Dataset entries

▼

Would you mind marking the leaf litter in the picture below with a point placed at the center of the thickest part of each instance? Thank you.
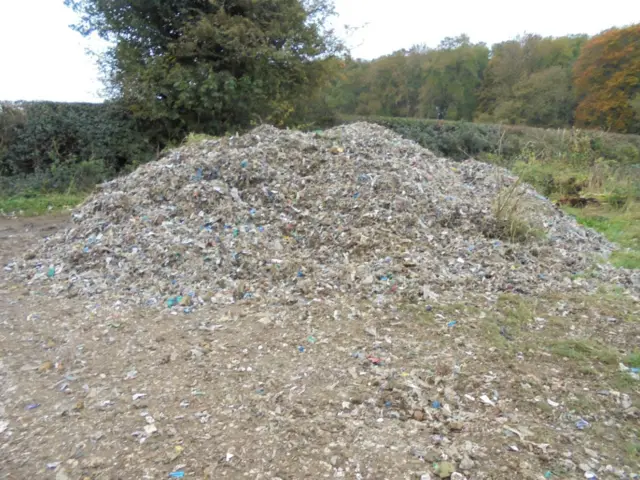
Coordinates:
(294, 304)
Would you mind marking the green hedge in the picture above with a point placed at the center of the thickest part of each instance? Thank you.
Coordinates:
(461, 140)
(38, 136)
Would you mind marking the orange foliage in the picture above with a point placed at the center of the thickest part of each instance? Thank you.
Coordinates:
(606, 78)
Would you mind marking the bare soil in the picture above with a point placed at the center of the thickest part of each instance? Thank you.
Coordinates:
(498, 388)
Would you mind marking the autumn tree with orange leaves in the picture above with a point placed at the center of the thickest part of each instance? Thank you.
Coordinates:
(607, 81)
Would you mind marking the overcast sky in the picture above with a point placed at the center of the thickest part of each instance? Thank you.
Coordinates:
(42, 59)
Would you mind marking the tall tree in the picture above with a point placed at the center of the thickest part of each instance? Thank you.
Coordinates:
(528, 80)
(211, 65)
(452, 77)
(607, 81)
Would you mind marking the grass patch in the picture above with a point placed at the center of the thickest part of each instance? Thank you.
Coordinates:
(584, 350)
(619, 226)
(41, 204)
(632, 360)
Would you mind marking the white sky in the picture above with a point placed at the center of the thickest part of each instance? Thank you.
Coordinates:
(41, 58)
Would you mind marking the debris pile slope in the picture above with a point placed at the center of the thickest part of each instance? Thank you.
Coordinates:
(288, 215)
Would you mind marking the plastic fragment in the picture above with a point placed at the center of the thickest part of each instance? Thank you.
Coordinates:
(582, 424)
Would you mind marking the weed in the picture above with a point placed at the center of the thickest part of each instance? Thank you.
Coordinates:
(633, 359)
(582, 350)
(39, 204)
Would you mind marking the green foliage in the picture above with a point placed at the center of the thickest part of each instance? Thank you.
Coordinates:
(607, 80)
(528, 81)
(58, 178)
(507, 145)
(38, 136)
(32, 205)
(211, 66)
(440, 83)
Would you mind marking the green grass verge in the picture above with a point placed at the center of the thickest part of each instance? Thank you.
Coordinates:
(30, 206)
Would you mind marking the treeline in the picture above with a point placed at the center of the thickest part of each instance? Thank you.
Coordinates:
(544, 82)
(222, 66)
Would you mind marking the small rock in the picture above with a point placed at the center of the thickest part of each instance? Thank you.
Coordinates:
(45, 367)
(466, 463)
(62, 475)
(150, 429)
(446, 469)
(456, 426)
(591, 453)
(94, 462)
(418, 452)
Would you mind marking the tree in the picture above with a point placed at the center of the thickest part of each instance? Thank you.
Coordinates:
(544, 99)
(211, 65)
(528, 81)
(607, 81)
(452, 77)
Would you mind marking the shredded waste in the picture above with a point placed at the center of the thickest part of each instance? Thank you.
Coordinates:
(289, 216)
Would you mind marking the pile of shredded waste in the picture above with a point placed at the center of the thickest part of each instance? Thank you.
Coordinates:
(289, 216)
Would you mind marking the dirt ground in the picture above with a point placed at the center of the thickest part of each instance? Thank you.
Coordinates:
(496, 388)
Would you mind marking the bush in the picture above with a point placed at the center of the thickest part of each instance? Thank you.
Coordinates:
(44, 134)
(462, 140)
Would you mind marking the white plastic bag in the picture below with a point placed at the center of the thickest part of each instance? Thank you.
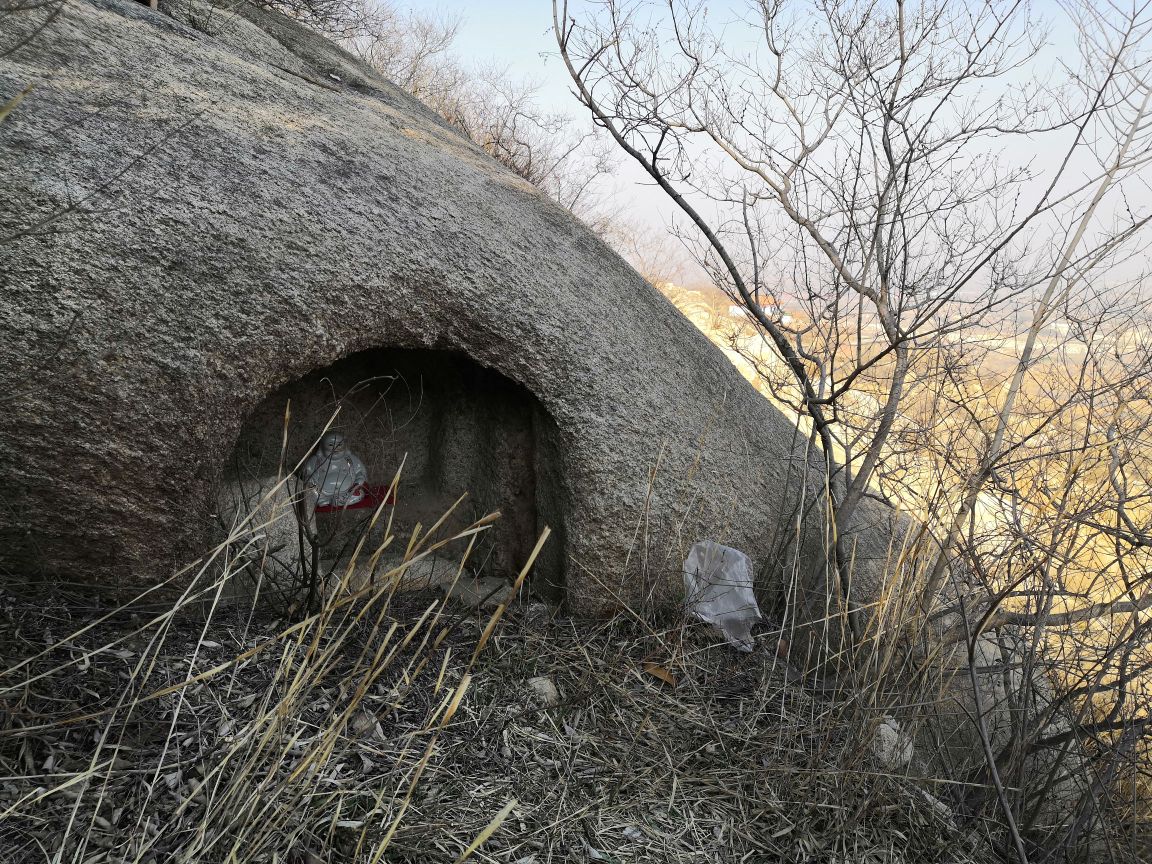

▲

■ AIM OF THE EXERCISE: In your copy, every entry above must match word for word, and no picture may appear.

■ ANSWER BELOW:
Would you mind marking the leaf litter in the picture below with a point placed at the center of the thickest part of each instance? Thank you.
Coordinates:
(294, 304)
Would you mind marking the green hedge in the picture above with a point placed at the center of the thickest part of each instance? Thank you.
Coordinates:
(461, 140)
(38, 136)
Would you mind marking the orange foliage in the picture above with a point placed at the center of the thickest part of each instance? Thank you.
Coordinates:
(606, 78)
Would you mind marking the bare soil in the picture above with a point placed at the center of the thickest part of each instance? Thank you.
Coordinates:
(498, 388)
Would you mind marking the autumn tree with orange leaves in the picture above with a point placed at the center of the thickest part of each instance? Thank you.
Coordinates:
(607, 81)
Would you mind marking the overcast sky in the picture above with a point placed at the center of the thickest part of each instance? Thank you.
Coordinates:
(42, 59)
Would you mind marking the tall tree in the picture above with a point placed at the center of the thickest part of each instance? Thank you.
Coordinates:
(528, 80)
(211, 65)
(452, 77)
(607, 81)
Would you mind marking the grass patch in the picture above with a point placed at the center of the thickest part of each instance? Thank you.
Coordinates:
(584, 350)
(619, 226)
(41, 204)
(632, 360)
Would you mind marking the white sky in the picture above with a point placed at the center of the thickest part of each instance? Thank you.
Coordinates:
(41, 58)
Would you mind marking the debris pile slope in the picture above with a point placed at the center of the thickest part of each instance? Thank you.
Coordinates:
(288, 215)
Would you mind marking the plastic fragment in the picture above with a point placed at the center of the thickest part of each instance? Thank you.
Coordinates:
(582, 424)
Would you mind marking the weed in the picture above with a point placed at the center of the thickest part of each instance? Thank you.
Coordinates:
(633, 359)
(582, 350)
(39, 204)
Would you mind marking the green foliage in the picture above with a point placed at the center of the thickest part of each instance? Thank you.
Coordinates:
(607, 80)
(528, 81)
(58, 178)
(507, 145)
(38, 136)
(32, 205)
(211, 66)
(440, 83)
Would you mind marking the green grass verge in the picture above with a point placed at the center of the thickest part of each instance? Thank you.
Coordinates:
(30, 206)
Would you mind marking the treeline in the picture above with a point placed at the center of the thickest part of each instance? Thank you.
Coordinates:
(544, 82)
(222, 66)
Would you mind marking the small rock in the picture above with a point placed at the center of the thickest part of each instance? Thank you.
Coordinates:
(45, 367)
(466, 463)
(62, 475)
(150, 429)
(446, 469)
(456, 426)
(591, 453)
(94, 462)
(418, 452)
Would you mind marking the tree in the picture above with a point placed at the center of the thickest part of each instance? Thank you.
Coordinates:
(544, 99)
(211, 65)
(528, 81)
(607, 81)
(452, 77)
Would you mind marking the shredded waste in the picture above with a point placed at the center of the thickest part of each instance? Thank you.
Coordinates:
(289, 216)
Would you mind marking the pile of shredded waste in the picture above with a point placed at the center of the thickest part of each instance? Thank you.
Coordinates:
(289, 216)
Would you mind marking the dirt ground in the picture above with a point placed at the center of the thickest part of each instance? Thank you.
Coordinates:
(496, 388)
Would you mind marking the bush in the picture above with a point placed at the center of the thickest part of each instance? Thank you.
Coordinates:
(44, 134)
(462, 140)
Would you mind marking the white plastic bag in the picture below with a point placed at the center of the thickest part of each instance? Thank you.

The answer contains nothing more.